What this task involves:
Reproduce the part of the entries below that opens with the line containing "Objective — one pin per instance of the spray wand" and closes with the last of the entries, both ends included and unchanged.

Dataset rows:

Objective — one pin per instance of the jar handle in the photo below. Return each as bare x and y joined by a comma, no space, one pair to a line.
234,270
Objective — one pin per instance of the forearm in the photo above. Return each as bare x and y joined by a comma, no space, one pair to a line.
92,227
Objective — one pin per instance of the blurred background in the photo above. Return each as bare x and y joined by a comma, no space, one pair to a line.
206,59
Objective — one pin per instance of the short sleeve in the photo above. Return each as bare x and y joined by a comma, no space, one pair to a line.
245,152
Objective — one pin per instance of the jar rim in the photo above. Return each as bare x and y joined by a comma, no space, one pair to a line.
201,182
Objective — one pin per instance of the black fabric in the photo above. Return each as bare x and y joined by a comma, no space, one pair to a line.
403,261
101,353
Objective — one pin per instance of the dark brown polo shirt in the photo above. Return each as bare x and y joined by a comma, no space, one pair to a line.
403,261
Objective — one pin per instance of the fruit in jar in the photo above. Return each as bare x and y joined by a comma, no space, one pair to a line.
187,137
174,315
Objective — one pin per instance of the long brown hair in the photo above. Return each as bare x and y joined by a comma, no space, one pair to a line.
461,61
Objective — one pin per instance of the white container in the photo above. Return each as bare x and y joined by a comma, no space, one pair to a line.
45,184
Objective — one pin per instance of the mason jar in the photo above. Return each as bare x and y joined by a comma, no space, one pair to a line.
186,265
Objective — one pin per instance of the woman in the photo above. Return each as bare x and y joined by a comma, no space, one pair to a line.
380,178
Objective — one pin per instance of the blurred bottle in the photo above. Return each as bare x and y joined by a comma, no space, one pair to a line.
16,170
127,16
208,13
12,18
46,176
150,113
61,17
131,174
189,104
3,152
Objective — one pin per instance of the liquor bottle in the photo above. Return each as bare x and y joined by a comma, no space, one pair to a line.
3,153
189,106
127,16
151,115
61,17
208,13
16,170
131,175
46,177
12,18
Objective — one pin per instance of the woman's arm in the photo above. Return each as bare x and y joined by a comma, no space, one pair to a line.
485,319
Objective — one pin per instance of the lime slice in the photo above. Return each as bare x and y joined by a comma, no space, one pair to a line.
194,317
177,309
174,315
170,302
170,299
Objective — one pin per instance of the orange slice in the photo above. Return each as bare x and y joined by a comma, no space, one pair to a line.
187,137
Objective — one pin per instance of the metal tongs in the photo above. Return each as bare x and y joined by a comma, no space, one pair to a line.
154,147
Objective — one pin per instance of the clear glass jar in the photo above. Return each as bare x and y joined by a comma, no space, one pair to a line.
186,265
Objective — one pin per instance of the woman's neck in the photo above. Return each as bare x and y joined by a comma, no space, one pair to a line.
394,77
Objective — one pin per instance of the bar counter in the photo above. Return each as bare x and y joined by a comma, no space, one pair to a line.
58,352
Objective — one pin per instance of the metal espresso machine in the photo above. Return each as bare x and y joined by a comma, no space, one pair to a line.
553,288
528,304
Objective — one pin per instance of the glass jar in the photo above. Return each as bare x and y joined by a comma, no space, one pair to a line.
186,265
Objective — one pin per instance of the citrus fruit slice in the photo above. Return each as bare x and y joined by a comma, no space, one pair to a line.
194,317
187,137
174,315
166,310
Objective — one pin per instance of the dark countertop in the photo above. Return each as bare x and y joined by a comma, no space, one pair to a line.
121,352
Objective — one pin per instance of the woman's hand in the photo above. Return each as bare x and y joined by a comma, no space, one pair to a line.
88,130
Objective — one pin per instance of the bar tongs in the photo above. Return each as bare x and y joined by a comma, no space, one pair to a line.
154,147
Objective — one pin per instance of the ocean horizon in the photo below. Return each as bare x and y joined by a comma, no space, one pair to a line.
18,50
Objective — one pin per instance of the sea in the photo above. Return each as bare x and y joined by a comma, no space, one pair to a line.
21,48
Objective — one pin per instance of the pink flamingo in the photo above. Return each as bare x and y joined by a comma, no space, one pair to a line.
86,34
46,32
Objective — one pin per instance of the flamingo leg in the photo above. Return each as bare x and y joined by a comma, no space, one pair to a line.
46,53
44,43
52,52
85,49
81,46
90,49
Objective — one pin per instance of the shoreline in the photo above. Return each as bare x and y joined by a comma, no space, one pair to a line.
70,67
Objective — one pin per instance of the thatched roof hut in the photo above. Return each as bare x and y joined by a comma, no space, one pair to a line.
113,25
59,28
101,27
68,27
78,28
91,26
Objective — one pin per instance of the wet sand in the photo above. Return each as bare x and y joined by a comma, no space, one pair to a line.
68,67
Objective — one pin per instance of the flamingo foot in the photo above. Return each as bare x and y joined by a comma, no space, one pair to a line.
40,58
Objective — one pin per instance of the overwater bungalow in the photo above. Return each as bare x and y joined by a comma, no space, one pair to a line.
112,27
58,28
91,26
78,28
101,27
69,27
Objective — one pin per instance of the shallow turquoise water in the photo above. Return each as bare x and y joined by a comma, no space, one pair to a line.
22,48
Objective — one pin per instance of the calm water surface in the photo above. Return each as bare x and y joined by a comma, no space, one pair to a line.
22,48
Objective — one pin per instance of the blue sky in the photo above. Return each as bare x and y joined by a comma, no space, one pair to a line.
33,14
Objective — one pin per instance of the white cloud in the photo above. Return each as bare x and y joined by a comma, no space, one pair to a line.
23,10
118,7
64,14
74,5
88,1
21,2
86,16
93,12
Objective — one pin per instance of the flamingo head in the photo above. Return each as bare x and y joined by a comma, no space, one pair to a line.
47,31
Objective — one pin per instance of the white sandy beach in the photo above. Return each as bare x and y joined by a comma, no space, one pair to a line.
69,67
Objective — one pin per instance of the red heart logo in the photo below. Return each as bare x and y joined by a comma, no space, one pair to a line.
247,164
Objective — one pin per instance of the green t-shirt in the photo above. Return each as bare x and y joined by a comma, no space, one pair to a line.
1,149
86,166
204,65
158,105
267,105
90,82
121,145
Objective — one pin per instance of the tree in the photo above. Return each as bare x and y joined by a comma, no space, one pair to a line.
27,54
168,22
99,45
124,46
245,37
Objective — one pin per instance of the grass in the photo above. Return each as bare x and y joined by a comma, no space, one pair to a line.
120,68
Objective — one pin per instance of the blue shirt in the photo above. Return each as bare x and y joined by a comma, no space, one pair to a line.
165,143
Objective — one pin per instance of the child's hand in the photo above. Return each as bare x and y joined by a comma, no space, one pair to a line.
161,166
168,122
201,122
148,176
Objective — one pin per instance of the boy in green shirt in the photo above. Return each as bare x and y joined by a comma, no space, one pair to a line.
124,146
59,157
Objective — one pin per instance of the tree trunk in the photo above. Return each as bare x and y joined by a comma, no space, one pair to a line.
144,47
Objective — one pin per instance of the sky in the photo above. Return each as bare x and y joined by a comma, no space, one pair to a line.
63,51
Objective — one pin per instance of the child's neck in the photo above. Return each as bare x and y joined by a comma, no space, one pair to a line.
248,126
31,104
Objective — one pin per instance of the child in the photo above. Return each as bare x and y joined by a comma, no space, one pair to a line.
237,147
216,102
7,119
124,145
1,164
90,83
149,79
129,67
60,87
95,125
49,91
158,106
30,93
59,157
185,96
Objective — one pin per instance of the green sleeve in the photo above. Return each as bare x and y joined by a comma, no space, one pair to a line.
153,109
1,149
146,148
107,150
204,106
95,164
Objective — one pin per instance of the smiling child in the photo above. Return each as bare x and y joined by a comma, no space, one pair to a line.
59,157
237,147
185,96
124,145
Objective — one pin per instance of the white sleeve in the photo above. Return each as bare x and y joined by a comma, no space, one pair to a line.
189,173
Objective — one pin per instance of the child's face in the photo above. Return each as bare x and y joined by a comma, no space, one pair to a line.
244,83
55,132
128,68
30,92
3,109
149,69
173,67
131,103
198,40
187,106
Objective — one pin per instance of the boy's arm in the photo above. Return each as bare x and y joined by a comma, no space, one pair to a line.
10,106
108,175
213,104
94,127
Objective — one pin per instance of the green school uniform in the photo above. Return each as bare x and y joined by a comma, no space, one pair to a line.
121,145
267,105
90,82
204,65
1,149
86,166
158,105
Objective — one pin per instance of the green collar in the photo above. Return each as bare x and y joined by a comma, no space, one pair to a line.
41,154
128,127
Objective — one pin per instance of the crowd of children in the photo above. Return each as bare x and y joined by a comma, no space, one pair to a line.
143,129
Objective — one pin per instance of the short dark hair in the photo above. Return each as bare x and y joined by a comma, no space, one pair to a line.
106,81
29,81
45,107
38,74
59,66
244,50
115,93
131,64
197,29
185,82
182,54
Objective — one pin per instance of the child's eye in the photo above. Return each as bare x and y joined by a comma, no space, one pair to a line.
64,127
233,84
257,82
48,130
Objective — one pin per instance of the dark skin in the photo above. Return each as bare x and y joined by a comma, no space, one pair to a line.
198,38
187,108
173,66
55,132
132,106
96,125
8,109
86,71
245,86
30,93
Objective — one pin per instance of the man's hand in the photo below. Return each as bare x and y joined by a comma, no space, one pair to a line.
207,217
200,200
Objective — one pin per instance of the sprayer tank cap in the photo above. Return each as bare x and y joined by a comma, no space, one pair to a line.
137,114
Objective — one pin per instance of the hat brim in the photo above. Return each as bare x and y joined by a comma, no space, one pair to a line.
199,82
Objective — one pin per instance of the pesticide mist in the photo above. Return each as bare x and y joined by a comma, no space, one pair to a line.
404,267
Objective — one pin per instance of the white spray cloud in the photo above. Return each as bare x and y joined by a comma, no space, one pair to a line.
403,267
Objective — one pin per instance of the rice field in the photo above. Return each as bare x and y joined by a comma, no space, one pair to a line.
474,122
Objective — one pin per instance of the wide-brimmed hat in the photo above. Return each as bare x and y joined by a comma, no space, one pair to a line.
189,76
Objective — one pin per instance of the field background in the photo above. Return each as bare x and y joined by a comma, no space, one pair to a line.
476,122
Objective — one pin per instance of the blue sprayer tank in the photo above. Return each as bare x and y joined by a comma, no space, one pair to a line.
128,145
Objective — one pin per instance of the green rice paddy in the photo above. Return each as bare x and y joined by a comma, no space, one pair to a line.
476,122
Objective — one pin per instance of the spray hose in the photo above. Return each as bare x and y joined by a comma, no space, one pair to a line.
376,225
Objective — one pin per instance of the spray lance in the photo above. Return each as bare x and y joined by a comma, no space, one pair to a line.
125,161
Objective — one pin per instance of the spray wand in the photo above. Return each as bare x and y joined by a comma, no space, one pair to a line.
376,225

Exercise output:
Objective — one pin per instance of the spray wand in the photo above. Return each as bare x and y joined by a comma, no space, one pair to a line.
376,225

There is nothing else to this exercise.